Exercise task 1 -
Copy out the passage of the real analysis post that opens with the words containing "I tried to apply" and closes with "to anything useful.".

>> START Given text

Monday, 20 May 2019

real analysis - Convergent sequence and $lim_limits{n to infty}n(a_{n+1}-a_n)=0$




Let $(a_n)_n$ be a real, convergent, monotonic sequence. Prove that if the limit $$\lim_{n \to \infty}n(a_{n+1}-a_n)$$ exists, then it equals $0$.





I tried to apply the Stolz-Cesaro theorem reciprocal:
$$\lim_{n\to \infty}n(a_{n+1}-a_n)=\lim_{n \to \infty} \frac{a_n}{1+\frac{1}{2}+\dots+\frac{1}{n-1}}=0$$ but I can't apply it since for $b_n=1+\frac{1}{2}+\dots+\frac{1}{n-1}$ we have $\lim_\limits{n \to \infty} \frac{b_{n+1}}{b_n}=1$. I also attempted the $\epsilon$ proof but my calculations didn't lead to anything useful.

>> END Given text
>> START Entries supplied

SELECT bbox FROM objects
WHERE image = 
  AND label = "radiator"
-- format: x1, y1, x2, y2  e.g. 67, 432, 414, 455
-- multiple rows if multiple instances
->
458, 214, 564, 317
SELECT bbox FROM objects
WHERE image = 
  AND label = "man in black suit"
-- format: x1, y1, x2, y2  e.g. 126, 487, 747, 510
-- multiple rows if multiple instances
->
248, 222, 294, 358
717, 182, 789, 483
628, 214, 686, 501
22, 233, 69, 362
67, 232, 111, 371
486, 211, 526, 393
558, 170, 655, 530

>> END Entries supplied
>> START Entries supplied

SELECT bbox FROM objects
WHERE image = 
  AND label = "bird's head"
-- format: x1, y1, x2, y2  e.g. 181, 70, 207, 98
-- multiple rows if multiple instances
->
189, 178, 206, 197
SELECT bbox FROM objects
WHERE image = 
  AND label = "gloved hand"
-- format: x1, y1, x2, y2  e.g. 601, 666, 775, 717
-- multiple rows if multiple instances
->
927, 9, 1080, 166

>> END Entries supplied
>> START Entries supplied

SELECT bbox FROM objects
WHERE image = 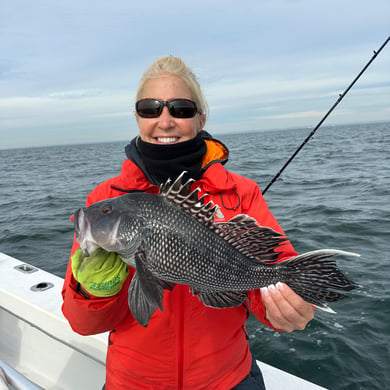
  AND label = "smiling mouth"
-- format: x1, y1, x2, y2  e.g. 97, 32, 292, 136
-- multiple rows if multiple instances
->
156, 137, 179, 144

>> END Entries supplied

Exercise task 2 -
List every line of the entries above that contains the string "label", treating uppercase and lowercase as different.

Result 1 -
I tried to apply the Stolz-Cesaro theorem reciprocal:
$$\lim_{n\to \infty}n(a_{n+1}-a_n)=\lim_{n \to \infty} \frac{a_n}{1+\frac{1}{2}+\dots+\frac{1}{n-1}}=0$$ but I can't apply it since for $b_n=1+\frac{1}{2}+\dots+\frac{1}{n-1}$ we have $\lim_\limits{n \to \infty} \frac{b_{n+1}}{b_n}=1$. I also attempted the $\epsilon$ proof but my calculations didn't lead to anything useful.

Result 2 -
  AND label = "radiator"
  AND label = "man in black suit"
  AND label = "bird's head"
  AND label = "gloved hand"
  AND label = "smiling mouth"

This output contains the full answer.